Consegne dell'esercizio:
a – Indica se ciascuna affermazione concorda con il brano, rispondendo sì o no e citando alla lettera le parole del brano che lo stabiliscono: (i) il padre di Maria è scomparso; (ii) Espandi lavora come venditore di latte; (iii) il film è il primo girato a Kabul dopo la caduta del regime dei talebani.
b – Riporta parola per parola tutto il brano, da «Una mattina gli» giù fino a «e alla guerra.» compreso.

Nell’Afghanistan governato dal regime talebano, la piccola Maria procede impaurita al seguito della coraggiosa madre.

Il padre è scomparso, e per le due donne è molto difficile sopravvivere, dato che è loro vietato di lavorare e persino di uscire di casa senza un accompagnatore.

Su consiglio dell’anziana nonna, a Maria vengono tagliati i capelli e imposti abiti maschili; l’indomani è già al lavoro presso la bottega del latte di un generoso commilitone del genitore.

Una mattina gli oppressori prelevano la ragazzina ed il vivace Espandi, giovanissimo mendicante e venditore di incenso, insieme ad una miriade di coetanei, per educarli alla preghiera integralista e alla guerra.

Maria, che Espandi ribattezza Osama, non è capace di fingersi virile o di camuffare la voce, e rischia di essere scoperta… .

Recensione

Questo film (il cui plot ha qualcosa in comune con il recente Baran) si aggiunge alle poche decine di pellicole prodotte fino ad oggi in Afghanistan, Paese precedentemente martoriato dalle invasioni inglese e russa che già provocarono migrazioni di massa, ed è il primo ad essere girato a Kabul dopo la caduta del regime dei talebani, ispirandosi ad una vicenda realmente accaduta.

Vincitore del Golden Globe per il miglior lungometraggio straniero, l’esordiente Siddiq Barmak, che ha raccolto pure una menzione speciale per la Caméra d’Or a Cannes e ha curato anche il montaggio, ci mostra sin da subito l’urlo di ribellione delle donne del luogo, in pacifico corteo sin dalle prime scene, soffocato da violenti getti d’acqua e dalla più assoluta indifferenza mista all’intolleranza.

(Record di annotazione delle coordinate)
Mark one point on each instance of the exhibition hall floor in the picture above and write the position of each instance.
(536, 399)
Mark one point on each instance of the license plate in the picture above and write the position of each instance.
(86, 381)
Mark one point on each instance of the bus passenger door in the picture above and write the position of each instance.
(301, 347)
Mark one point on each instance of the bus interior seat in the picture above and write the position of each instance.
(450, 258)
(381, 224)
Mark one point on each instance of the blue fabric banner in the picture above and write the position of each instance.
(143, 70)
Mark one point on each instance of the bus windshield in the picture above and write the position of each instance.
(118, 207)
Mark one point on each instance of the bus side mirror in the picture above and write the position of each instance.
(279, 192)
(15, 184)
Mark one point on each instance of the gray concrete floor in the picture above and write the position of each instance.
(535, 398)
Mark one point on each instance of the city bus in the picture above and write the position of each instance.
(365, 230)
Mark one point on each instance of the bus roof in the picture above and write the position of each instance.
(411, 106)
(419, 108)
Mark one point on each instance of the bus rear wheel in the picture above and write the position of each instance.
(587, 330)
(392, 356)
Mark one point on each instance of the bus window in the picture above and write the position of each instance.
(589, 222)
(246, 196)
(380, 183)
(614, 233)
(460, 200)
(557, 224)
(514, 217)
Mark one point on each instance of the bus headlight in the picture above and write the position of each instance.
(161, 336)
==
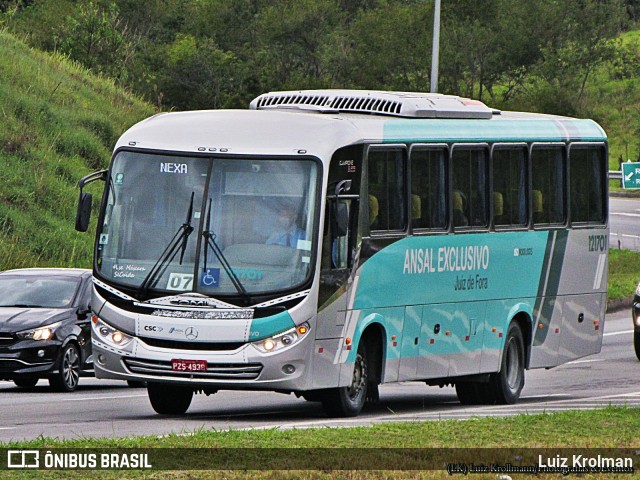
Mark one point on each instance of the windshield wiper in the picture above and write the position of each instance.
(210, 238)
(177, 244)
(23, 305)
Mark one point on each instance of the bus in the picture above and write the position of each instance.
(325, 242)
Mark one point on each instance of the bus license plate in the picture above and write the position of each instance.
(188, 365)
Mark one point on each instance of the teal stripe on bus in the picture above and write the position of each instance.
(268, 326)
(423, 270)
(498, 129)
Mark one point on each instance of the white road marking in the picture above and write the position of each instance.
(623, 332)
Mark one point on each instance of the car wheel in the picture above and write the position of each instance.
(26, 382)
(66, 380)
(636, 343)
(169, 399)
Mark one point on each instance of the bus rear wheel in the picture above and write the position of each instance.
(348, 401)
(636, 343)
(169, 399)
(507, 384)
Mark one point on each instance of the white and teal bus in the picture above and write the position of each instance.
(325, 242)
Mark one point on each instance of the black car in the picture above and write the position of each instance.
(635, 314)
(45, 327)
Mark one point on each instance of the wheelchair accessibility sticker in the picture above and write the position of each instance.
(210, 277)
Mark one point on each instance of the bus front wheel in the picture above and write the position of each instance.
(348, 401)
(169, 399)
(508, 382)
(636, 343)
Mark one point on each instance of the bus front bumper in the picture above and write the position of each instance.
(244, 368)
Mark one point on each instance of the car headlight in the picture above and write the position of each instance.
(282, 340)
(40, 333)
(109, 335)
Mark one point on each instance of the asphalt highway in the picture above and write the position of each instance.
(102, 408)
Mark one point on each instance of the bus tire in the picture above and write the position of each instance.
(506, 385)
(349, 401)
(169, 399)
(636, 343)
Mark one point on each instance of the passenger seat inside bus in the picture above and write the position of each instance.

Risposte:
a –
(i) Sì: «Il padre è scomparso».
(ii) No: «giovanissimo mendicante e venditore di incenso».
(iii) Sì: «è il primo ad essere girato a Kabul dopo la caduta del regime dei talebani».

b –
Una mattina gli oppressori prelevano la ragazzina ed il vivace Espandi, giovanissimo mendicante e venditore di incenso, insieme ad una miriade di coetanei, per educarli alla preghiera integralista e alla guerra.